==== EXTRACTED ENTRIES
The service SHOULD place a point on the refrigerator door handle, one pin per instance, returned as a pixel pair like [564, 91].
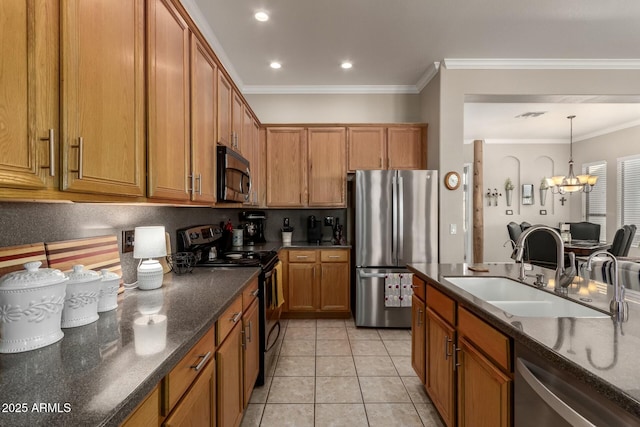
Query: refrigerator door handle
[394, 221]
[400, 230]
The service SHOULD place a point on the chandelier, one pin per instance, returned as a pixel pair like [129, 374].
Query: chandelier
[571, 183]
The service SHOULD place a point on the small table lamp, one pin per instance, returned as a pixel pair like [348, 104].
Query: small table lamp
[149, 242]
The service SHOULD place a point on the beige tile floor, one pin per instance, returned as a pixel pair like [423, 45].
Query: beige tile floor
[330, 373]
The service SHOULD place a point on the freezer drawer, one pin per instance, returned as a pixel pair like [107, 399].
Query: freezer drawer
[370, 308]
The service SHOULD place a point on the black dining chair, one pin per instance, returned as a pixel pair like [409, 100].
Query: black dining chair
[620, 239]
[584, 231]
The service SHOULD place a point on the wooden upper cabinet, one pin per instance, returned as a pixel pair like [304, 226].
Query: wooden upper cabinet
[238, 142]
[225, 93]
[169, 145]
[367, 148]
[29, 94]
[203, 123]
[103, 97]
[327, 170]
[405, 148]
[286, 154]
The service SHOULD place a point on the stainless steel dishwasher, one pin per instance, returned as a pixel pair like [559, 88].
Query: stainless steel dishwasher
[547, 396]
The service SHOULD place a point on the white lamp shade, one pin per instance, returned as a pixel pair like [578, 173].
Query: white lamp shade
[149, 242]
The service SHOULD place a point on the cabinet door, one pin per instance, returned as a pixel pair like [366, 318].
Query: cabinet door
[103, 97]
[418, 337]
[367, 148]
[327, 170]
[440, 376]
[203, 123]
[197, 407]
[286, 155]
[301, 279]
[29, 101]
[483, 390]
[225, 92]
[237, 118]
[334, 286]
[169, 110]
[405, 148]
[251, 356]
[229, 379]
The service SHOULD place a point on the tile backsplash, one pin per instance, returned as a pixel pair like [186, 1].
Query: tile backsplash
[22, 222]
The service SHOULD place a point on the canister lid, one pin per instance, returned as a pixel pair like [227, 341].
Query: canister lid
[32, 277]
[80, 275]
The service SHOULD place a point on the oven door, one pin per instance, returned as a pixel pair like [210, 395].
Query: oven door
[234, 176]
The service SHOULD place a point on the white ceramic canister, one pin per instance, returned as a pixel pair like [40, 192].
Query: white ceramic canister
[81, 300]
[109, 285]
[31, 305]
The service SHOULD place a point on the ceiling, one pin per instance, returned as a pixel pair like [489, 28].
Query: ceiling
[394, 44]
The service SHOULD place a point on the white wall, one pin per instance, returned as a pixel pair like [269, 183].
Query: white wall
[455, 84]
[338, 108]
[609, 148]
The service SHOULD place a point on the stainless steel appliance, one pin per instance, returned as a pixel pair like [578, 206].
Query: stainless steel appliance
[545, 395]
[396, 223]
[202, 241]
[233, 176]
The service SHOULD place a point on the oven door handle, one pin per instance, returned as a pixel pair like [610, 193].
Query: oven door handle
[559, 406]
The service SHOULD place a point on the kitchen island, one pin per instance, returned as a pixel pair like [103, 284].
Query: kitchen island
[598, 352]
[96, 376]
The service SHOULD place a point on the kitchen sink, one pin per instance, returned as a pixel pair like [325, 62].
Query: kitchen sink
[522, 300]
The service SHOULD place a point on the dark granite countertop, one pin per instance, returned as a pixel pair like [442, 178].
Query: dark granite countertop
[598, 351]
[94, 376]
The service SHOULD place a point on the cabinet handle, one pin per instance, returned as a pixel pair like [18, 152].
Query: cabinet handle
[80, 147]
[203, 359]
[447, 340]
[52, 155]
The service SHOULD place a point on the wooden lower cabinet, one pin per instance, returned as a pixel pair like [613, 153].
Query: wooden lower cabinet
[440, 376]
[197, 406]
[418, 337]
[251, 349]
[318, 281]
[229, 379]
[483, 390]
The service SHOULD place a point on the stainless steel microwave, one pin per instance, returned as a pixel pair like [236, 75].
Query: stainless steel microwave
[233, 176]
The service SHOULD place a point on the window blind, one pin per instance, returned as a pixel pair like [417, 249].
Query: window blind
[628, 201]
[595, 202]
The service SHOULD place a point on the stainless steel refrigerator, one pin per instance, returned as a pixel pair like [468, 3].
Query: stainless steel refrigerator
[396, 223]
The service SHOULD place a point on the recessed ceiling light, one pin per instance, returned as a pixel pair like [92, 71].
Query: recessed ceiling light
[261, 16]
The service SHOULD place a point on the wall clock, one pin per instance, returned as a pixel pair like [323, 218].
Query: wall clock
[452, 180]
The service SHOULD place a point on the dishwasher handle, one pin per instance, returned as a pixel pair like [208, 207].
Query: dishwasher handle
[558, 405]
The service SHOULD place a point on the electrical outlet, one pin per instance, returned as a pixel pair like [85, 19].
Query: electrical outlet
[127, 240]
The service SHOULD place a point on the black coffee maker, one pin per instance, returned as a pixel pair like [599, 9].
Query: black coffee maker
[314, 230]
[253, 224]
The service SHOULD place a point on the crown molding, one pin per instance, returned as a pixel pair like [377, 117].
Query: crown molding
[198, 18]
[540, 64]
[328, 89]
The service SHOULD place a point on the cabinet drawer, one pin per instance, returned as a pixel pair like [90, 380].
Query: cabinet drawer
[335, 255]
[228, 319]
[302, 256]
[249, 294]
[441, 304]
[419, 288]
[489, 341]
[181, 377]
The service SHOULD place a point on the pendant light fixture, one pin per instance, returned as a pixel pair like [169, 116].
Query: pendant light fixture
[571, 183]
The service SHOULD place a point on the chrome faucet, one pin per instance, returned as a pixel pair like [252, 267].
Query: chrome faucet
========
_GOAL OF THE EXERCISE_
Please output the records exactly, leaving the pictures out.

_FINISHED TASK_
The service SHOULD place a point on the refrigerator door handle, one pin per instance, returned as a pixel pair like [564, 91].
Query: refrigerator door handle
[394, 221]
[400, 230]
The service SHOULD place a point on the chandelier, one pin per instance, returned as a pixel pair like [129, 374].
Query: chandelier
[571, 183]
The service SHOULD place a point on the small table lamp, one pin per instance, returned as a pixel pair like [348, 104].
Query: small table lamp
[149, 242]
The service SHOULD place a point on the beige tile floor, one pin per instance, returned as a pixel pair like [423, 45].
Query: beige tile floor
[330, 373]
The service SHOULD place a point on the freezer drawer, one pin per instance, returned as a pixel pair like [107, 399].
Query: freezer drawer
[370, 308]
The service SHOULD place a point on the black dining chair, one pin per instance, returned as a pixel pair like [409, 100].
Query: black dining chair
[620, 239]
[584, 231]
The service SHOULD place a point on the wooden upper cabinet, one pin per instance, returned as a pixel pair like [304, 226].
Query: wooden upper cabinet
[238, 142]
[225, 93]
[169, 145]
[367, 148]
[29, 94]
[203, 123]
[103, 97]
[327, 170]
[405, 148]
[286, 154]
The service SHOULD place a point on the stainless steel dishwasher, one pin per instance, returned as a pixel pair like [559, 88].
Query: stainless steel dishwasher
[547, 396]
The service SHOULD place a point on the white lamp shade, one pin per instance, returned as a pixel pair like [578, 173].
Query: white lamp shade
[149, 242]
The service SHOULD place a point on the cabinet door, one pin per instance, returned as a pixel pair like [366, 318].
Query: cabinet door
[103, 97]
[418, 337]
[367, 148]
[327, 170]
[440, 376]
[203, 123]
[197, 407]
[286, 155]
[301, 279]
[29, 101]
[483, 390]
[225, 92]
[237, 118]
[334, 286]
[169, 110]
[405, 148]
[251, 356]
[229, 379]
The service SHOULD place a point on the tile backsplash, one pin per instance, returned as a pixel pair like [186, 1].
Query: tile backsplash
[22, 222]
The service SHOULD place a point on the canister lid, one pin per instance, returned as a pixel pair like [227, 341].
Query: canister lid
[32, 277]
[80, 275]
The service SHOULD place a point on the oven door, one pin per instance, returned as a pixel pair like [210, 395].
Query: oven door
[234, 176]
The service SHOULD place a point on the white ceramic canister, one pin per instance, returned as a pixel pair like [40, 192].
Query: white ceramic canister
[81, 300]
[109, 285]
[31, 305]
The service SHOULD place a point on the ceiling, one pin per instance, returned as a pixel pair like [489, 28].
Query: ceiling
[394, 44]
The service SHOULD place a point on the white wall, one pin per instance, returned as a pixel pair like [269, 183].
Query: white wall
[455, 84]
[338, 108]
[609, 148]
The service SHOULD place a point on the stainless steel appliance, one pin per instance, returned as a pixel pair like [578, 206].
Query: stainless steel appliance
[545, 395]
[396, 223]
[202, 241]
[233, 176]
The service SHOULD place a point on the oven door handle, one pin per instance, returned as a pixel pair like [610, 193].
Query: oven door handle
[559, 406]
The service SHOULD place a point on the kitchen island, one pin per instance, returned as a pixel pair like [103, 284].
Query: kitchen island
[598, 352]
[96, 376]
The service SHOULD place a point on the kitchen sink, one pin per instance, returned as a pixel pair like [325, 62].
Query: kitchen sink
[522, 300]
The service SHOULD place a point on the dark granite countertop, one pin per instance, returned as a pixel pair like [442, 178].
Query: dark granite countertop
[598, 351]
[94, 376]
The service SHOULD place a point on the cabinet handle, one pin per instance, returned as a pixel pair like [18, 152].
Query: cabinet handle
[80, 147]
[203, 359]
[447, 340]
[52, 155]
The service SHOULD place a point on the wooden lower cabinet, one pin per instance, returned as a pixel pair like [613, 153].
Query: wooden lower cabinet
[440, 376]
[197, 406]
[418, 337]
[251, 349]
[318, 281]
[229, 379]
[483, 390]
The service SHOULD place a point on the stainless steel microwave, one pin per instance, returned as a pixel pair like [236, 75].
Query: stainless steel microwave
[233, 176]
The service SHOULD place a point on the window blind, one pin per instance, returned as a pixel pair like [417, 249].
Query: window blind
[628, 201]
[595, 202]
The service SHOULD place a point on the stainless steel refrigerator, one pin per instance, returned as a pixel pair like [468, 3].
Query: stainless steel refrigerator
[396, 223]
The service SHOULD place a point on the recessed ceiling light, one pin per instance, returned as a pixel pair like [92, 71].
Query: recessed ceiling light
[261, 16]
The service SHOULD place a point on the wall clock, one pin per instance, returned as a pixel pair like [323, 218].
Query: wall clock
[452, 180]
The service SHOULD place a point on the dishwasher handle, one pin per instance, returned as a pixel pair like [208, 207].
Query: dishwasher handle
[558, 405]
The service SHOULD place a point on the electrical outlet, one pin per instance, returned as a pixel pair like [85, 19].
Query: electrical outlet
[127, 240]
The service SHOULD place a point on the black coffee maker, one pin per instance, returned as a pixel pair like [599, 9].
Query: black coffee maker
[314, 230]
[253, 224]
The service SHOULD place a point on the crown molding, one pin per instance, returned as a pixel pair like [377, 117].
Query: crown molding
[198, 18]
[540, 64]
[328, 89]
The service SHOULD place a point on the cabinet drawer, one pin per instance, returned as a pixel pair like [90, 380].
Query: cabinet drawer
[335, 255]
[228, 319]
[302, 256]
[249, 294]
[441, 304]
[419, 288]
[489, 341]
[181, 377]
The service SHOULD place a point on the pendant light fixture, one pin per instance, returned as a pixel pair like [169, 116].
Query: pendant light fixture
[571, 183]
The service SHOULD place a point on the chrome faucet, one pin per instance, returned as a pixel pair like [252, 267].
Query: chrome faucet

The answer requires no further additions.